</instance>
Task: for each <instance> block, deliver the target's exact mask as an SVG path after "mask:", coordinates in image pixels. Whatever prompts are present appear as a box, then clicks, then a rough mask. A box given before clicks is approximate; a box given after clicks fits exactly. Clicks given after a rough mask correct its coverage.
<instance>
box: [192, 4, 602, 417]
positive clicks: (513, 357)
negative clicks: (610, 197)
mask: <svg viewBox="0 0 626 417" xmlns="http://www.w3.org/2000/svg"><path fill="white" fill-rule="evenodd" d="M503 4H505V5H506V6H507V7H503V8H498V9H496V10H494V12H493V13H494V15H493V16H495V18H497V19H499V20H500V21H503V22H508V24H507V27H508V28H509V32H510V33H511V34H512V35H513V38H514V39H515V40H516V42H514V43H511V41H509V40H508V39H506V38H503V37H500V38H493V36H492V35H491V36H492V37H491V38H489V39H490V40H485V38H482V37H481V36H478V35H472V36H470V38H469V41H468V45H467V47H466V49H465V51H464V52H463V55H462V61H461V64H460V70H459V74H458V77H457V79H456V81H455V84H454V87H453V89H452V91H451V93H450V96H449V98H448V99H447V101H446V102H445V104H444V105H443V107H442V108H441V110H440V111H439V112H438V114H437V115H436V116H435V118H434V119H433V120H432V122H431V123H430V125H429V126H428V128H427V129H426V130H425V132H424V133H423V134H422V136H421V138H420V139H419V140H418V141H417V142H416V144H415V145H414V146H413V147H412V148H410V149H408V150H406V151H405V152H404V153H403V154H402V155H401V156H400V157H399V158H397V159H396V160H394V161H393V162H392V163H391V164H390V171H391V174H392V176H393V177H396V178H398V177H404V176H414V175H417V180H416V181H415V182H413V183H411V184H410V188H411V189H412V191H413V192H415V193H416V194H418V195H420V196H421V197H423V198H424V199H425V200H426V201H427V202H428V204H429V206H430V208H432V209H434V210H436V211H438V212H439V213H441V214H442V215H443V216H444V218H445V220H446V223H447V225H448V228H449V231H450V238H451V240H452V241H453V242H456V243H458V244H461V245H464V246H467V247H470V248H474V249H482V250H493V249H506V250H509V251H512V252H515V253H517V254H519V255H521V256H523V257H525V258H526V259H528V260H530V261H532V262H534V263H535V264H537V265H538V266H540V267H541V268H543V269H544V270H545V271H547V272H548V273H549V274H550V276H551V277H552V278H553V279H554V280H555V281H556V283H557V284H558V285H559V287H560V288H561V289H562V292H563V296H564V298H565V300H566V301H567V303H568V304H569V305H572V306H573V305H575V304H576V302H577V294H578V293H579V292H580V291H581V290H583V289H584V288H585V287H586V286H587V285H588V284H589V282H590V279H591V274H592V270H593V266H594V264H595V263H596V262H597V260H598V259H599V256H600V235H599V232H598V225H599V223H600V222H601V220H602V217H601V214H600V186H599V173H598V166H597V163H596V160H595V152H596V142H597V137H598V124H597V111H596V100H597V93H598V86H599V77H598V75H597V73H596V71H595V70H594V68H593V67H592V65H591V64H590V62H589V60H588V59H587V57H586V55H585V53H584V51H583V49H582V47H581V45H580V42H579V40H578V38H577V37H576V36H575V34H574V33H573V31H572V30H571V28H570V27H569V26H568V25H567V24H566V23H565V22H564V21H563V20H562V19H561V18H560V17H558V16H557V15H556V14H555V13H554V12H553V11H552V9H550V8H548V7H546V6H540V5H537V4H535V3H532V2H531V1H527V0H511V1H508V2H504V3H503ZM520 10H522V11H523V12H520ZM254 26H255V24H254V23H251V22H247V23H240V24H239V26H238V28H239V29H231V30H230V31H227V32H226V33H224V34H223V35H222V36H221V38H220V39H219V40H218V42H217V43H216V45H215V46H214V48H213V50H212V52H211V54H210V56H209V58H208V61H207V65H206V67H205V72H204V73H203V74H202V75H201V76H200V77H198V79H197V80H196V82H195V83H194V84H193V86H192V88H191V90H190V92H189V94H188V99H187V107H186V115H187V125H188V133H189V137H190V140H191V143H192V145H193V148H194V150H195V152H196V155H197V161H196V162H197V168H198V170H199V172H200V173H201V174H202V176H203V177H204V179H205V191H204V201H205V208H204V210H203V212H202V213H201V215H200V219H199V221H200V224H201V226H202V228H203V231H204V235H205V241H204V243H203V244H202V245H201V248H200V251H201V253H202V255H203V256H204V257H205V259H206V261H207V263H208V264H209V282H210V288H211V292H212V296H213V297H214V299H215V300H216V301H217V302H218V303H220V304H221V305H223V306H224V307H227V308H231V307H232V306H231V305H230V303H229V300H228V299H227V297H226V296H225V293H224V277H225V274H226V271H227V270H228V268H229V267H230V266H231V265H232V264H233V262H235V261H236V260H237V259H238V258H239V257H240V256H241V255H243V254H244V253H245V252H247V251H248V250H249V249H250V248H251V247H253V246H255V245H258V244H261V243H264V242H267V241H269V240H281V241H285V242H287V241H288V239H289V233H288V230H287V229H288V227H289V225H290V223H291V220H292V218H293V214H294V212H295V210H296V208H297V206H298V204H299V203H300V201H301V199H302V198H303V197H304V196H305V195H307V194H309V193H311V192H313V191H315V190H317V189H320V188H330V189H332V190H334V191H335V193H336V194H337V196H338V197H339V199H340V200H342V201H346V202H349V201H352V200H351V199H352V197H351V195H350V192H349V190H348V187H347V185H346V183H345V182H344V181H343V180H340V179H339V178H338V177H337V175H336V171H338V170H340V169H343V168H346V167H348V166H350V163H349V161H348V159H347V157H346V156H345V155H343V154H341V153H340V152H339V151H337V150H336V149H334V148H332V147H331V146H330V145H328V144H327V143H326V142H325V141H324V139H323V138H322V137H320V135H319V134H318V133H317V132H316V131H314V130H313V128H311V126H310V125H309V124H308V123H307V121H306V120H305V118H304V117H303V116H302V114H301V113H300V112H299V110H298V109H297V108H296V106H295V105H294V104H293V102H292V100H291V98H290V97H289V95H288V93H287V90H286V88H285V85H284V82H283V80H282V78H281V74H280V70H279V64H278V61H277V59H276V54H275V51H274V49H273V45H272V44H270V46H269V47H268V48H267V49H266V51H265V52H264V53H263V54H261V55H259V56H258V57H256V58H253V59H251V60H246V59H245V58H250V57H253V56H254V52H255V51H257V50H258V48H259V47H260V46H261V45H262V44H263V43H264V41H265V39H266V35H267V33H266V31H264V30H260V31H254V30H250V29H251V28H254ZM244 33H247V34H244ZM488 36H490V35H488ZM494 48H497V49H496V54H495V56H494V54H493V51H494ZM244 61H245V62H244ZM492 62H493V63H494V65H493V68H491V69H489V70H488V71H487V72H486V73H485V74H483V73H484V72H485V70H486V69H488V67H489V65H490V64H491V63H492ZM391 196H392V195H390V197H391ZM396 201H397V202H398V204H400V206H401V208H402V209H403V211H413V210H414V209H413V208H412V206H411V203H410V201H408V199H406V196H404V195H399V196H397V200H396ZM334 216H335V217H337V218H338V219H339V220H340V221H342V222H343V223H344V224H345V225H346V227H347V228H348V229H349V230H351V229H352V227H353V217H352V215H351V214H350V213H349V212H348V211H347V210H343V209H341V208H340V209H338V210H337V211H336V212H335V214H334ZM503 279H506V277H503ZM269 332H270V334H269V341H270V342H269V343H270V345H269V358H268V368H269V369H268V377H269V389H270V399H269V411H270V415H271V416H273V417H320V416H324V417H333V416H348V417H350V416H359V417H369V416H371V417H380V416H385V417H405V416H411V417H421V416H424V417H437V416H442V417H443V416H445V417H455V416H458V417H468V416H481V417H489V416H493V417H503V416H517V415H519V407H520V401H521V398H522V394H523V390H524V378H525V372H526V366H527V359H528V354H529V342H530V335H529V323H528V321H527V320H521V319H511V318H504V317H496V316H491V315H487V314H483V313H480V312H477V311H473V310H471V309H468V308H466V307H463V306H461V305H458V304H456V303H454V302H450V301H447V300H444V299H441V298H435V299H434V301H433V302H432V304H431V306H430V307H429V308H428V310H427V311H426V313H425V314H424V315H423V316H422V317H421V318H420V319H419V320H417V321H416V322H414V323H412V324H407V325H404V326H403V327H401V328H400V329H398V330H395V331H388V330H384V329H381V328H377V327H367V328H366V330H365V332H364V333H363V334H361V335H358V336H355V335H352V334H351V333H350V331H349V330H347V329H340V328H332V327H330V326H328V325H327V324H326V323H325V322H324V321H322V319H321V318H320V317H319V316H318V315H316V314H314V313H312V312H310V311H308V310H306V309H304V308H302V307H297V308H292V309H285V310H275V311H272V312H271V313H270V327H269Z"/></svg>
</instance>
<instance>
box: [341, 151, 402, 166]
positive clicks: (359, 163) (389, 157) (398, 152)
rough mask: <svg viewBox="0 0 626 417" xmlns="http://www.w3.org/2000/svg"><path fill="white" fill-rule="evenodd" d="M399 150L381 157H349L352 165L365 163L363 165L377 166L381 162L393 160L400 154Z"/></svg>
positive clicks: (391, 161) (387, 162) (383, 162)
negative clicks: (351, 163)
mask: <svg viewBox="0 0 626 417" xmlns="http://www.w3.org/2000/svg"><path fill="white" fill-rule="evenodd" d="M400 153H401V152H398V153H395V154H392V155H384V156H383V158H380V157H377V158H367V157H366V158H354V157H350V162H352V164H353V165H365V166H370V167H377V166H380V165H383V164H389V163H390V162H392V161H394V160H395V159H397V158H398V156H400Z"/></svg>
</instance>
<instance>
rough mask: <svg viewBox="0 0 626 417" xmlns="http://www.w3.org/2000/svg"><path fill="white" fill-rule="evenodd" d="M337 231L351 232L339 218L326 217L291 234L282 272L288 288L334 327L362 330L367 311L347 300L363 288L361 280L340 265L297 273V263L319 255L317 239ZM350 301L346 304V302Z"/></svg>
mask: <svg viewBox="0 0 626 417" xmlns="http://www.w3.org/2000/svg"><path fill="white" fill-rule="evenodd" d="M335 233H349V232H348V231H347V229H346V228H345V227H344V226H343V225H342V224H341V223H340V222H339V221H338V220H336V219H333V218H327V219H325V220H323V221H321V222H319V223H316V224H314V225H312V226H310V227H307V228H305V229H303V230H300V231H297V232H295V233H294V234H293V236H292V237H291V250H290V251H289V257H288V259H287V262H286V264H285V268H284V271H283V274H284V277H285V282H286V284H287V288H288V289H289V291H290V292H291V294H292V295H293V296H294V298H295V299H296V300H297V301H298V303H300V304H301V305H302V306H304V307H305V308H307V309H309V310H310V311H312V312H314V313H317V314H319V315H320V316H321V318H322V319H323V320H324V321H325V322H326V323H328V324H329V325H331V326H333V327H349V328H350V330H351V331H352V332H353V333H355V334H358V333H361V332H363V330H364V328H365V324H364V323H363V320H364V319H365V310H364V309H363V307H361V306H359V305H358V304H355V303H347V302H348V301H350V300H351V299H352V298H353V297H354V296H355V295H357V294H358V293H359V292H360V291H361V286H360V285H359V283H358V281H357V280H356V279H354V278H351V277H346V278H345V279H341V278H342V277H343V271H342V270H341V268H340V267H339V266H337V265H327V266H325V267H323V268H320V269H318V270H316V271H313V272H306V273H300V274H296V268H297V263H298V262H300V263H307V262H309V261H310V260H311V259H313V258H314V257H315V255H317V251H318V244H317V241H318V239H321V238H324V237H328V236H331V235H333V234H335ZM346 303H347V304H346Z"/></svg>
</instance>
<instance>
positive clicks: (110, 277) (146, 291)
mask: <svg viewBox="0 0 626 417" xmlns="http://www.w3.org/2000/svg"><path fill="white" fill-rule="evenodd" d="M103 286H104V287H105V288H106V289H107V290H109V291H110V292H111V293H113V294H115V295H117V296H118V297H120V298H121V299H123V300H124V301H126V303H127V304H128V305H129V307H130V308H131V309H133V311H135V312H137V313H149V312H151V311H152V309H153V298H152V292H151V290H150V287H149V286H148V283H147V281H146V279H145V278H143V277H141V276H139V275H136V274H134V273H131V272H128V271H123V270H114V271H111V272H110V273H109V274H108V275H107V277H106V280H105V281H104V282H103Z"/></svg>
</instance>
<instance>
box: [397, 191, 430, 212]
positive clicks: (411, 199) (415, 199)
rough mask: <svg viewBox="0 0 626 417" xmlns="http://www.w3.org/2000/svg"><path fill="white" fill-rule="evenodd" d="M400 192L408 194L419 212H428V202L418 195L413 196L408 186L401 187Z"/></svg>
===
### What to work on
An exact, line-for-line copy is required: from the line containing "positive clicks: (411, 199) (415, 199)" through the final line of the listing above, both included, with nothing else.

### Result of this exercise
positive clicks: (411, 199) (415, 199)
rough mask: <svg viewBox="0 0 626 417" xmlns="http://www.w3.org/2000/svg"><path fill="white" fill-rule="evenodd" d="M400 192L408 194L419 212H428V202L418 195L413 196L408 186L401 187Z"/></svg>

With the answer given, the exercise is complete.